==== SUPPLIED RECORDS

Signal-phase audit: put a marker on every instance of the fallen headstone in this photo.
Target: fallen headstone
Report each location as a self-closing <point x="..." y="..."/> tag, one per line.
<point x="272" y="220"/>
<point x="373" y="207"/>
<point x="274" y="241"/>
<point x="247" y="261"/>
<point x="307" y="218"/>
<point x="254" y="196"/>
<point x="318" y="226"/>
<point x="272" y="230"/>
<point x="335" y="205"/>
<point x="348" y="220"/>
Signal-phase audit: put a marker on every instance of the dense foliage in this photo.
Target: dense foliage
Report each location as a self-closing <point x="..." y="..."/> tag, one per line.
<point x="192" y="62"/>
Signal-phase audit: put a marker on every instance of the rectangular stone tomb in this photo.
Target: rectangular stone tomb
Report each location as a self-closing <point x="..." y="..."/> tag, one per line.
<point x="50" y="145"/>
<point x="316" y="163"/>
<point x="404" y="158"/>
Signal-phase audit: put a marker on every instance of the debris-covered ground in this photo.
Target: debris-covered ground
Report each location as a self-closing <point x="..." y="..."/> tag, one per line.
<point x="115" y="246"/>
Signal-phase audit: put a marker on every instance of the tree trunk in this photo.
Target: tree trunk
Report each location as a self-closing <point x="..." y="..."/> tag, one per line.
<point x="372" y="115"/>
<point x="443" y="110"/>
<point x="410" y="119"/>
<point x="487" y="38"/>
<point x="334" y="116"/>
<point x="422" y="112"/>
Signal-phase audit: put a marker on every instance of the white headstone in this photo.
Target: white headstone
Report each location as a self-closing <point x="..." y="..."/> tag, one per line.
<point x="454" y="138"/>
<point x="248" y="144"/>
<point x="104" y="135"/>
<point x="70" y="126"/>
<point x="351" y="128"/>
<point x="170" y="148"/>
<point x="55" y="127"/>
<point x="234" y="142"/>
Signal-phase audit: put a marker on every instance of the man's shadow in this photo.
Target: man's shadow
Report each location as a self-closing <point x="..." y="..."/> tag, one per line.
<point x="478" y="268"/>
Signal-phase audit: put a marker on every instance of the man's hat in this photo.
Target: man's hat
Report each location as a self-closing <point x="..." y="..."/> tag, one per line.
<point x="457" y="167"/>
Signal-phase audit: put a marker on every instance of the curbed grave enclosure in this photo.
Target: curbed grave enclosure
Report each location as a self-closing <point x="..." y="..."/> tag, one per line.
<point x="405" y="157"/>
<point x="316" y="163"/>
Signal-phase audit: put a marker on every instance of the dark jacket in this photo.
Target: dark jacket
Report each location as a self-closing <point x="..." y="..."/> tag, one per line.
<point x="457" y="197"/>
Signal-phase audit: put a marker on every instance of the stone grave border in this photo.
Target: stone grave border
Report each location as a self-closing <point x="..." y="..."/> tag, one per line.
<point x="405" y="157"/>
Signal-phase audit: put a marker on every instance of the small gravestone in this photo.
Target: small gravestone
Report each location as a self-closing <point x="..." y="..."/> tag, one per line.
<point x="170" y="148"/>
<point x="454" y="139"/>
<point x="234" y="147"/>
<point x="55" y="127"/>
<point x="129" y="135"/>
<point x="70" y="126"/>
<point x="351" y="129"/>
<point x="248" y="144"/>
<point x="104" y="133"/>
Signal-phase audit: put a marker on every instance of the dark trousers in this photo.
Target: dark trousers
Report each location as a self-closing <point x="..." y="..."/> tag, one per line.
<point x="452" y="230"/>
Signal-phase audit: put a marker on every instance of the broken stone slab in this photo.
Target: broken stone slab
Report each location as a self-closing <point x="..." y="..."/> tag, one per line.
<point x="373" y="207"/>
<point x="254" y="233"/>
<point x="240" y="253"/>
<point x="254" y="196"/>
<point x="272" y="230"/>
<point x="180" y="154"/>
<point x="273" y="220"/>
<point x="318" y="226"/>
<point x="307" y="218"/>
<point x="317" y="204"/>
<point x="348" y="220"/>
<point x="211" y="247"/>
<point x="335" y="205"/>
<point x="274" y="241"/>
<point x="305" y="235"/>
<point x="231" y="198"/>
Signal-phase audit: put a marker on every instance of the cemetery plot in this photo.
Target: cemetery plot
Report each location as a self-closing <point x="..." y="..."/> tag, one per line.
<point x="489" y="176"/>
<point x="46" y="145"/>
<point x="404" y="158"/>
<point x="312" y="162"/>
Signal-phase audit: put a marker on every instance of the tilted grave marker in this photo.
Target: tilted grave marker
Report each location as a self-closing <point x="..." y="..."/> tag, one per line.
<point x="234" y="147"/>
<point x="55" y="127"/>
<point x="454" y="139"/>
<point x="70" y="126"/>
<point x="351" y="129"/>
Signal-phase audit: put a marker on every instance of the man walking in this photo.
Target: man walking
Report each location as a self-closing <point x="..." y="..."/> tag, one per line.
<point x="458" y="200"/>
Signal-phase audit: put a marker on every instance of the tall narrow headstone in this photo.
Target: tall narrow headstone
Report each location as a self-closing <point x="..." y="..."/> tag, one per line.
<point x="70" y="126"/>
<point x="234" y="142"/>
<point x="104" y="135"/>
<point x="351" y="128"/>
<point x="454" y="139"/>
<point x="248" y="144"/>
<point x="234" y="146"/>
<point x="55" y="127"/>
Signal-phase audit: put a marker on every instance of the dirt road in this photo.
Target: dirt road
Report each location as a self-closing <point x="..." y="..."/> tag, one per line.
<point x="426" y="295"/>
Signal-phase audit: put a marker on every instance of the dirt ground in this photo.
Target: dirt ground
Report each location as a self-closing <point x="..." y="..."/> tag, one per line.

========

* [ASSIGNMENT]: Using the entries above, repeat only the lines from the one containing "Target: white headstone" through the one containing "Target: man's hat", end lines included.

* [RESPONSE TO THIS EXERCISE]:
Target: white headstone
Report each location as a self-closing <point x="..." y="..."/> tag, one per line.
<point x="454" y="138"/>
<point x="248" y="144"/>
<point x="104" y="135"/>
<point x="70" y="126"/>
<point x="351" y="128"/>
<point x="170" y="148"/>
<point x="55" y="127"/>
<point x="234" y="142"/>
Signal-phase audit: put a marker on every instance of the man's shadow in this photo.
Target: man's shadow
Report each location as a self-closing <point x="..." y="..."/> tag, one per line.
<point x="478" y="268"/>
Signal-phase audit: put a marker on every instance of the man's hat in this photo.
Target: man's hat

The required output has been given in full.